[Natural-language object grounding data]

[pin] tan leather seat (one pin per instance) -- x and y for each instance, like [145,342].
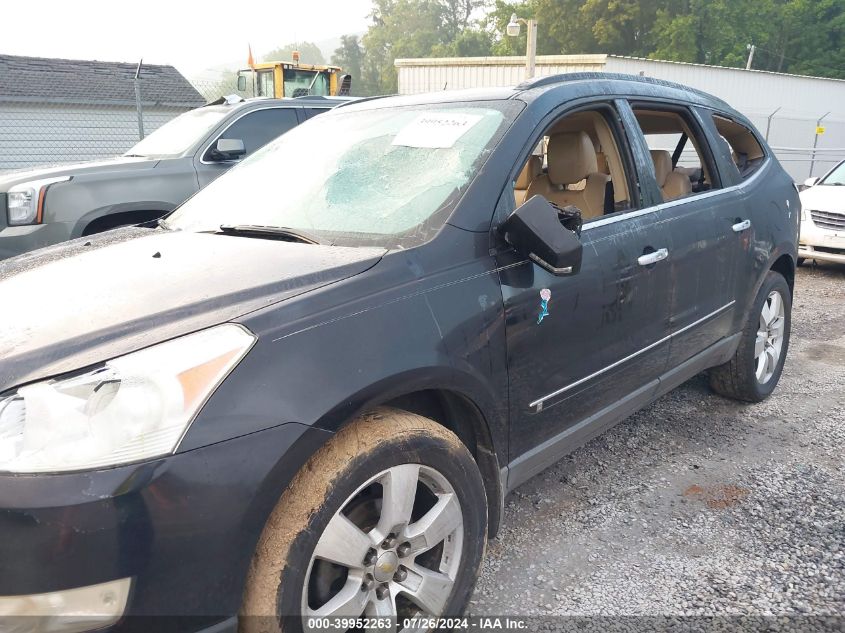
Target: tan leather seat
[571,158]
[533,168]
[672,184]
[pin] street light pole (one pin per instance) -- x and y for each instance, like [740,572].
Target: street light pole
[531,44]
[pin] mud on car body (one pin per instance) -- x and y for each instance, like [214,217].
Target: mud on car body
[270,411]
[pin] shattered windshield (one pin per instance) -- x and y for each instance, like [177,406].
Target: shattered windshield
[386,177]
[836,176]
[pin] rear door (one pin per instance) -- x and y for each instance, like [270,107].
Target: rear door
[255,128]
[702,263]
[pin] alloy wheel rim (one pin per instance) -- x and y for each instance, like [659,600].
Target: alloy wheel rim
[770,334]
[398,557]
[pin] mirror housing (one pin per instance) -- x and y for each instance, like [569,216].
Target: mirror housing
[228,149]
[535,229]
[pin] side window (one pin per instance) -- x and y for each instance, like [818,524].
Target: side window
[680,157]
[258,128]
[579,161]
[746,151]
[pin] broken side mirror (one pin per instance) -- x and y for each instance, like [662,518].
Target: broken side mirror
[228,149]
[536,229]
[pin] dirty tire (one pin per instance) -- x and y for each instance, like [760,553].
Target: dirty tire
[377,441]
[737,379]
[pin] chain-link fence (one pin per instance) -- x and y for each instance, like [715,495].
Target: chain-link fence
[55,111]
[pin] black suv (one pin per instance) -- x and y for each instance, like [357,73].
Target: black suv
[39,207]
[292,404]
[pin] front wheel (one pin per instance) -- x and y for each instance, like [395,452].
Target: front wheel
[753,373]
[388,520]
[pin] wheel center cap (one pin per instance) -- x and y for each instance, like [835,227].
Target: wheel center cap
[386,566]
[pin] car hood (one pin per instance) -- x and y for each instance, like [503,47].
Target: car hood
[824,198]
[119,163]
[88,300]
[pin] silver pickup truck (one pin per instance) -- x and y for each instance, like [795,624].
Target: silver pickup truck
[46,206]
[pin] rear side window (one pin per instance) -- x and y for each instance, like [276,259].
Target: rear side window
[746,151]
[310,112]
[258,128]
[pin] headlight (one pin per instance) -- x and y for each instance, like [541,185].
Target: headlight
[25,202]
[134,407]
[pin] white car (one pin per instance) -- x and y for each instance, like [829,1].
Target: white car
[823,217]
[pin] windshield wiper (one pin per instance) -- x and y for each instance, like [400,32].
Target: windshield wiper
[259,230]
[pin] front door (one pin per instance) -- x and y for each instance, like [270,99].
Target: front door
[583,348]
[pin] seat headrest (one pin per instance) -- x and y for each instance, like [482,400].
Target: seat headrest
[662,160]
[530,171]
[571,158]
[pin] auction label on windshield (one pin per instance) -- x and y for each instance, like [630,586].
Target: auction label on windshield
[436,130]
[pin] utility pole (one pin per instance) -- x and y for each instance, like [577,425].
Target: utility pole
[751,48]
[138,100]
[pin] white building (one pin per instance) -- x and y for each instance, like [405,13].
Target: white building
[62,110]
[787,106]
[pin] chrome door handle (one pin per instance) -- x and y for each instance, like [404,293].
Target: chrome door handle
[652,258]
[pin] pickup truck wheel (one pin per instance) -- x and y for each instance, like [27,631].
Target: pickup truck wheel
[388,519]
[753,373]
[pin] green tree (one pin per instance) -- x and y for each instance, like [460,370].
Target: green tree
[308,51]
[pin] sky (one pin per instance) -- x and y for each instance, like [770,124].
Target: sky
[189,34]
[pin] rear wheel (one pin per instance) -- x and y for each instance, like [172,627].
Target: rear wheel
[387,520]
[753,373]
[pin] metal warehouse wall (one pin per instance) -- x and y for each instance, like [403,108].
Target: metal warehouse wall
[757,94]
[39,134]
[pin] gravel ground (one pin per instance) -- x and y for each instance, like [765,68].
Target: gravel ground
[697,505]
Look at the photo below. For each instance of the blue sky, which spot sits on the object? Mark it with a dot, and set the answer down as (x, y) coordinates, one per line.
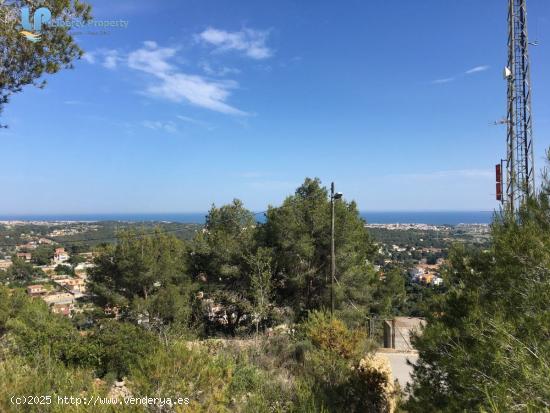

» Your instructions
All entries above are to be set down word for word, and the pictures are to be left out.

» Answer area
[pin] tan leather seat (one pin per instance) -- x and y for each instance, like [145,342].
Target: tan leather seat
[571,158]
[533,168]
[672,184]
[pin] street light pole (one pin per instance) -- x and y for each instance, like [740,572].
Target: street light pole
[531,44]
[pin] mud on car body (one pin per instance) -- x and y for each instance, like [214,217].
Target: mud on car body
[270,411]
[pin] shattered windshield (one pin per instance) -- x and y for each instance, like [177,406].
Target: shattered windshield
[386,177]
[836,176]
[pin] rear door (one pin per instance) -- x and y for each instance, like [270,107].
Target: rear door
[255,128]
[702,263]
[pin] alloy wheel rim (one pin per instance) -- x and y for each instance, like [659,600].
Target: alloy wheel rim
[770,334]
[398,557]
[pin] mirror housing (one pin per instance) -- x and y for each instance, like [569,216].
Target: mirror housing
[228,149]
[535,229]
[pin] side window (one pin per instance) -- x and y for each instance, like [818,524].
Target: side window
[680,157]
[258,128]
[579,161]
[746,151]
[pin] broken side mirror (one pin per instance) -- x and y for each instance, like [662,518].
Target: broken side mirror
[228,149]
[536,229]
[pin] dirty tire (one pin per instance) -- x and y for each instance, like [760,553].
Target: dirty tire
[377,441]
[737,379]
[pin] chain-link fence (one pin per instance) -- x and y for each instance, like [715,495].
Target: chain-link fence
[55,111]
[pin] black suv (one pin per instance) -- x and y for each instance, like [357,73].
Target: black suv
[39,207]
[292,404]
[pin] front wheel (one pin per instance) -- x and y for each instance, like [395,452].
Target: front wheel
[753,373]
[388,520]
[pin] wheel center cap (one pin per instance) -- x and y for each instance, like [835,227].
Target: wheel center cap
[386,566]
[pin] car hood (one pin per instance) -- x and y for each instance, like [503,47].
Target: car hood
[824,198]
[119,163]
[88,300]
[pin] silver pickup truck (one pin per instance) -- x and y for each instance, like [795,624].
Target: silver pickup truck
[46,206]
[pin] rear side window (one pin per instance) -- x and y for each instance, like [276,259].
Target: rear side window
[746,151]
[310,112]
[258,128]
[pin] headlight (one pin per instance) -- x and y for each instance, like [541,185].
Target: headlight
[25,202]
[134,407]
[pin] white car (one pin per instance) -- x and y for each instance, like [829,1].
Target: white car
[823,217]
[pin] windshield wiper (one pin per instance) -- x and y for each instance, like [400,32].
Target: windshield wiper
[259,230]
[pin] front door (one pin per instance) -- x and y for each instance, like [270,99].
Target: front door
[583,348]
[pin] seat headrest (one pin per instance) -- x and y for each instance, like [482,400].
Target: seat headrest
[662,160]
[530,171]
[571,158]
[pin] auction label on windshield (one pin per instance) -- x and y for each instance, like [630,586].
Target: auction label on windshield
[436,130]
[pin] utility pole (one pin per instance) -- x and y for each instance, like [577,425].
Target: utility pole
[751,48]
[138,100]
[pin] white building (one pin per instance) -- x and y for each instance, like [405,13].
Target: white building
[62,110]
[787,106]
[pin] chrome door handle (one pin per instance) -- x and y for each instance, like [404,293].
Target: chrome door handle
[652,258]
[pin] pickup truck wheel (one pin per instance) -- x and y for each instance, like [27,631].
Target: pickup truck wheel
[388,519]
[753,373]
[pin] green tree (one pin per instance) -- x and y for each instance, like [460,370].
Target: green tree
[308,51]
[pin] sky (one pin per instance) -- x and y for each instance, like [770,124].
Target: sky
[189,34]
[pin] rear wheel (one pin per instance) -- x and y for each instance, like [172,627].
Target: rear wheel
[387,520]
[753,373]
[pin] metal warehouse wall (one pin per instance) -- x and y for each instance, like [403,108].
Target: metal warehouse wall
[757,94]
[39,134]
[pin] gravel ground (one pin per instance) -- x and y for each instance, like [765,68].
Target: gravel ground
[697,505]
Look at the photo below. For each instance of the blue sky, which spot sits on the object? Mark it with a dot, and set the answer down as (x, y) coordinates, one per line.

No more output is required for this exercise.